● **EXERCISE AIM**: Copy the entries below verbatim, beginning with the line that contains "Emit bounding boxes for: lit building facade" and continuing through the line that contains "[0,168,600,237]", both lines included.

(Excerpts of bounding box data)

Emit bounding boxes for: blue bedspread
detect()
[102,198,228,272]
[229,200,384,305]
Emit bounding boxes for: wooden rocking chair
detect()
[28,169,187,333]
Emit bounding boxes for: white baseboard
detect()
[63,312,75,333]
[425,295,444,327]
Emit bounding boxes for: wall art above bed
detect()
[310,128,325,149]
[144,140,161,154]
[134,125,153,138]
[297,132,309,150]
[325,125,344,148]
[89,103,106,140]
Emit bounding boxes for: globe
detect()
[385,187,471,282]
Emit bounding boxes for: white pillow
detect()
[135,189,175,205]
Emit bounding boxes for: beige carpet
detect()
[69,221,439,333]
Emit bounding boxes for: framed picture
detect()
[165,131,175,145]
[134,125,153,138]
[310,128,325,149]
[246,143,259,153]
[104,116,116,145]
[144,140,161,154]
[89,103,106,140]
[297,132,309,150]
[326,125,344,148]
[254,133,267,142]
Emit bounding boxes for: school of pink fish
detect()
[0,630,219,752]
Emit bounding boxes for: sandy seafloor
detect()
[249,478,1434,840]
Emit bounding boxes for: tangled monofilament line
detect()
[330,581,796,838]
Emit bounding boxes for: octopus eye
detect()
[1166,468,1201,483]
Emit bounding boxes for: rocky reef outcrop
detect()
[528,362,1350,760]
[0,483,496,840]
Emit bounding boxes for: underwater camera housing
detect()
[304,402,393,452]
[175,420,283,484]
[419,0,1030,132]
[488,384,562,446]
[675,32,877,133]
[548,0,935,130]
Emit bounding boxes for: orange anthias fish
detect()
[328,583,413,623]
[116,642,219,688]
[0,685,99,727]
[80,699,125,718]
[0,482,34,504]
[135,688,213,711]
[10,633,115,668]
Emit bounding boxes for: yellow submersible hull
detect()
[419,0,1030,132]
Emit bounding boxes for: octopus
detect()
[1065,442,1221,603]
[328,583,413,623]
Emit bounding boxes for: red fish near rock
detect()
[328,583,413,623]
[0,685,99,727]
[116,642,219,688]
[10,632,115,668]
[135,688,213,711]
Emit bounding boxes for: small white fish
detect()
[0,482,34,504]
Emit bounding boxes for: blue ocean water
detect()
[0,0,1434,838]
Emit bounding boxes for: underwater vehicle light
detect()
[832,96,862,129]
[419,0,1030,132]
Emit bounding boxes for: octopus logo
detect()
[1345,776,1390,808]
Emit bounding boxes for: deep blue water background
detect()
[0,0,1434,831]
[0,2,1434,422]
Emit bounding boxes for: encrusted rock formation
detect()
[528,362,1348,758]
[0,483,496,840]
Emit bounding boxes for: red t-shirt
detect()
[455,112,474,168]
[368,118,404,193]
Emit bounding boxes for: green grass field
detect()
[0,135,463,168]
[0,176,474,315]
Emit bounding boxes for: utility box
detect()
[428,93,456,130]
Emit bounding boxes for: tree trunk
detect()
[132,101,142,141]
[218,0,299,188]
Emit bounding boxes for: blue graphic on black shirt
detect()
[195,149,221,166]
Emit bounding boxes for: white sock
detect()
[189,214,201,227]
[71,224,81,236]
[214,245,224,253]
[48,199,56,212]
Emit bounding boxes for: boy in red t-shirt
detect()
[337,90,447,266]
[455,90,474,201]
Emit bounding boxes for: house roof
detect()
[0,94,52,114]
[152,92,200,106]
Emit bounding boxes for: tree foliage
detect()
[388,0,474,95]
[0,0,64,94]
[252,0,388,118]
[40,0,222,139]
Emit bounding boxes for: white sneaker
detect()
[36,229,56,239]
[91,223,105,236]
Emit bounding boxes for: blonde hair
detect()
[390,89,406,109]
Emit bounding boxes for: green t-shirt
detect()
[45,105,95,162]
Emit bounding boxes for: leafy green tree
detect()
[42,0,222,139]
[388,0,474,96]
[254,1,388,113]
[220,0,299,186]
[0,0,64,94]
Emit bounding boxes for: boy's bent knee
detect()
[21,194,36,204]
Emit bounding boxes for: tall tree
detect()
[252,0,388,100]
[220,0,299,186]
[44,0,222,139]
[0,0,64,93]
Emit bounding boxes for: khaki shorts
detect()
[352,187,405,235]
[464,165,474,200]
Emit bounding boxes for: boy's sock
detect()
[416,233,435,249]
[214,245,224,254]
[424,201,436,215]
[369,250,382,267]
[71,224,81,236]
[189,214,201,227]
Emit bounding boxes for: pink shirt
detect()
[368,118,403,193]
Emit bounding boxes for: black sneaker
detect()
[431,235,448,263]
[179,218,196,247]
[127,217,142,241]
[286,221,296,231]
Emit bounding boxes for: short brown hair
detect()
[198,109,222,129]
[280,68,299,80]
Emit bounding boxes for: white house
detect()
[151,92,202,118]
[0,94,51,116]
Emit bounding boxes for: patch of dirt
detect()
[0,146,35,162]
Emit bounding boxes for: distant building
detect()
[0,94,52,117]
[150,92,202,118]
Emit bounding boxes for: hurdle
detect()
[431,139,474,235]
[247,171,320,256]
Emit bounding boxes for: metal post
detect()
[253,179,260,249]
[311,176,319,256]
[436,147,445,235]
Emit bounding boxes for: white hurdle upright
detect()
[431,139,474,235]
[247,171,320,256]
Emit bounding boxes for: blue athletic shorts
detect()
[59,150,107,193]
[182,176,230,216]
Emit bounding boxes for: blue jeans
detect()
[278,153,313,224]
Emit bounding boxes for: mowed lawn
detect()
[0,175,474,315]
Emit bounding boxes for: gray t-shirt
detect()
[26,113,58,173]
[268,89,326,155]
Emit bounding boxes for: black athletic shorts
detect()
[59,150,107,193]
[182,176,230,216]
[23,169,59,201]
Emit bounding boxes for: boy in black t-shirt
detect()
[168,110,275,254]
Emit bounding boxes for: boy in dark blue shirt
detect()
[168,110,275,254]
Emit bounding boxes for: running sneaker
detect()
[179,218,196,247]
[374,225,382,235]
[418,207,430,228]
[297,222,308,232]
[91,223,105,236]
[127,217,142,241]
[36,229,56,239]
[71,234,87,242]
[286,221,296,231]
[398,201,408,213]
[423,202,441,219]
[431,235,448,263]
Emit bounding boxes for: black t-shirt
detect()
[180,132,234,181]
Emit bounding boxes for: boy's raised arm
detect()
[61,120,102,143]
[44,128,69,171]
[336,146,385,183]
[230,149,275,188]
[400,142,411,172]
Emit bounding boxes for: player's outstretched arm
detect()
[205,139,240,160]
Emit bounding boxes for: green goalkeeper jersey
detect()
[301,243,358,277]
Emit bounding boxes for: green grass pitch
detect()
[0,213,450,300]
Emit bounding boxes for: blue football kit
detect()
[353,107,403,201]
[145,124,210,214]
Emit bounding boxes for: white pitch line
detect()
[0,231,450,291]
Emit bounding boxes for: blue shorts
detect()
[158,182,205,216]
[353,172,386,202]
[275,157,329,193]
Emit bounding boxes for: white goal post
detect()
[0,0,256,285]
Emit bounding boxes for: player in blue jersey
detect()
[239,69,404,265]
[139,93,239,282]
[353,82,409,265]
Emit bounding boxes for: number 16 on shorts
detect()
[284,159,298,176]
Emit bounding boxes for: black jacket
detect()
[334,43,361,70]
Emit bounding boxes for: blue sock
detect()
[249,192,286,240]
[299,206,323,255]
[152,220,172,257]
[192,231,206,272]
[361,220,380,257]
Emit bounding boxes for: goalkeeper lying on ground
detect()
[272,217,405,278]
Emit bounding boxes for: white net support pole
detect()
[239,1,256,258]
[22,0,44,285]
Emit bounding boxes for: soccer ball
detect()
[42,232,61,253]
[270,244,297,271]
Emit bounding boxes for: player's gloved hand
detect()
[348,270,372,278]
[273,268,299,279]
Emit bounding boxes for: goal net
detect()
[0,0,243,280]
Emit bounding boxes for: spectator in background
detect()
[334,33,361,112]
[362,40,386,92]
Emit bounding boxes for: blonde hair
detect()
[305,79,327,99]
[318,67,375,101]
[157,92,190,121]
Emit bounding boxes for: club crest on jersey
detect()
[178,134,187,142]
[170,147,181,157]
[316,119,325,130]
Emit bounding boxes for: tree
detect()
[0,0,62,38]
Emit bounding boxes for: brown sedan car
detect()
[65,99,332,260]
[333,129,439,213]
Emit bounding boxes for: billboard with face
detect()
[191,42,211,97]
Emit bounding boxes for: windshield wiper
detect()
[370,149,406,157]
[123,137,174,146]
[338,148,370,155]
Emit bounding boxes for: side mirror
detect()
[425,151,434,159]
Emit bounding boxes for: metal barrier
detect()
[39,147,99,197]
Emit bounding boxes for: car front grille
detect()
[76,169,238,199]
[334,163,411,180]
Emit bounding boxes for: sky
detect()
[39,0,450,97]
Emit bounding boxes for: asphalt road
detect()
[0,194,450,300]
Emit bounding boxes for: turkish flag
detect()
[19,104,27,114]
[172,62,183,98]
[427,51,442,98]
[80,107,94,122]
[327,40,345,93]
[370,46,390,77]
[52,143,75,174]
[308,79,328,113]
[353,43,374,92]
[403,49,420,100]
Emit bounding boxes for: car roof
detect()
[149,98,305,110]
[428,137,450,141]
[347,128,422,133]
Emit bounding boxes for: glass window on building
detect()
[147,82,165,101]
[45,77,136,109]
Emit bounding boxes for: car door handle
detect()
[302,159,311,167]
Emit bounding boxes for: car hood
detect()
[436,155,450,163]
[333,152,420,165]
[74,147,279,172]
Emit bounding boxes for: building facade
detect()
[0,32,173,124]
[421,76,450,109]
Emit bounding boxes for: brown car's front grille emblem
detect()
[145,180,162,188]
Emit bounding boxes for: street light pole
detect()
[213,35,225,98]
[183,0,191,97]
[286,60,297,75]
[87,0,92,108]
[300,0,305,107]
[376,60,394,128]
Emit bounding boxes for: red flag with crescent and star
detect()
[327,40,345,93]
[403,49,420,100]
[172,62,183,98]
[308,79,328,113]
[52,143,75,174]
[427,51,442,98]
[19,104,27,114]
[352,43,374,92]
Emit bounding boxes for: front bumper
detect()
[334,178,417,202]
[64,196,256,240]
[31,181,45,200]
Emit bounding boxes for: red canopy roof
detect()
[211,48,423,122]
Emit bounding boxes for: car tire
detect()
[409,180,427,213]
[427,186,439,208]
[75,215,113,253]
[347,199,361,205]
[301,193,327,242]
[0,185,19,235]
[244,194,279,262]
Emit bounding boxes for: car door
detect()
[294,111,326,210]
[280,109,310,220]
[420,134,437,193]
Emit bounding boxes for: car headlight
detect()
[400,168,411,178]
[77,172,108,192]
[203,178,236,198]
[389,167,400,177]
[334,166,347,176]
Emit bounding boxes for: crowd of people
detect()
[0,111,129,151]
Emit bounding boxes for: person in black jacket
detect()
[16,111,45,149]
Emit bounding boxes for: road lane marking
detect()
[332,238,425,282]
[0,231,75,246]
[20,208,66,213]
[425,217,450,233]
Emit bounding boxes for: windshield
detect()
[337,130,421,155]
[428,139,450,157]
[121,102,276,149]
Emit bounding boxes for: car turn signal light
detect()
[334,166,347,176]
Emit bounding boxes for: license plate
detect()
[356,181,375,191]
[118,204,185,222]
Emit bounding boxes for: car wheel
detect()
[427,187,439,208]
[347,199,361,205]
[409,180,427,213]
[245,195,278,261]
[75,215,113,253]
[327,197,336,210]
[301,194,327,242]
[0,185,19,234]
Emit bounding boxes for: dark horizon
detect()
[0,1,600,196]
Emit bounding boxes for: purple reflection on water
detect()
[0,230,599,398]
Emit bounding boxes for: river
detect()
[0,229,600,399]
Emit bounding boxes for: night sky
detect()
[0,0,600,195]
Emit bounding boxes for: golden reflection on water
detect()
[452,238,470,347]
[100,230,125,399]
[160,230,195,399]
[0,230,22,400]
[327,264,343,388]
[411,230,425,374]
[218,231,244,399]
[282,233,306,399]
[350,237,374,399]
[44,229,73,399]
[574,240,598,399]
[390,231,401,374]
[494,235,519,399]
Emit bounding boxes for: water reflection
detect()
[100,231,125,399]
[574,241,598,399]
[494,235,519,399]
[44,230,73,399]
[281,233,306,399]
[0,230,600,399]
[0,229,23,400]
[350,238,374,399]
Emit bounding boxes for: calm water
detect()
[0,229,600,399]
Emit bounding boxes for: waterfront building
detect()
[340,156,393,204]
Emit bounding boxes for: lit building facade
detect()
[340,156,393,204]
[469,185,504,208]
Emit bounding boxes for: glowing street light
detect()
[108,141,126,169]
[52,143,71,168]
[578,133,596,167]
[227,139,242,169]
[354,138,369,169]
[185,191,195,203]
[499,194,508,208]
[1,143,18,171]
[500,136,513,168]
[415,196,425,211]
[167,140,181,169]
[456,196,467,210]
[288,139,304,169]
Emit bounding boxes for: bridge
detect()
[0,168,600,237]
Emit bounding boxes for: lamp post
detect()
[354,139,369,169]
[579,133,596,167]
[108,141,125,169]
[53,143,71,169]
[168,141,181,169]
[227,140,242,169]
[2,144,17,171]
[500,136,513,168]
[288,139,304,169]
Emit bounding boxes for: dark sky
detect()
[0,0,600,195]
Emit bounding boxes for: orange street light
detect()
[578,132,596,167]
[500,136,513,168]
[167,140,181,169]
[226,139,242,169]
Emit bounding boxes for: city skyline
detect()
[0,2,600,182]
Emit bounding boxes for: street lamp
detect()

● **OUTPUT OF THE EXERCISE**:
Emit bounding boxes for: lit building facade
detect()
[340,156,393,204]
[469,185,504,208]
Emit bounding boxes for: glowing street light
detect()
[108,141,126,169]
[52,143,71,168]
[578,133,596,167]
[227,139,242,169]
[354,138,369,169]
[185,191,195,203]
[499,194,508,208]
[1,143,18,171]
[500,136,513,168]
[415,196,425,211]
[167,140,181,169]
[456,196,467,210]
[288,139,304,169]
Emit bounding boxes for: bridge
detect()
[0,168,600,237]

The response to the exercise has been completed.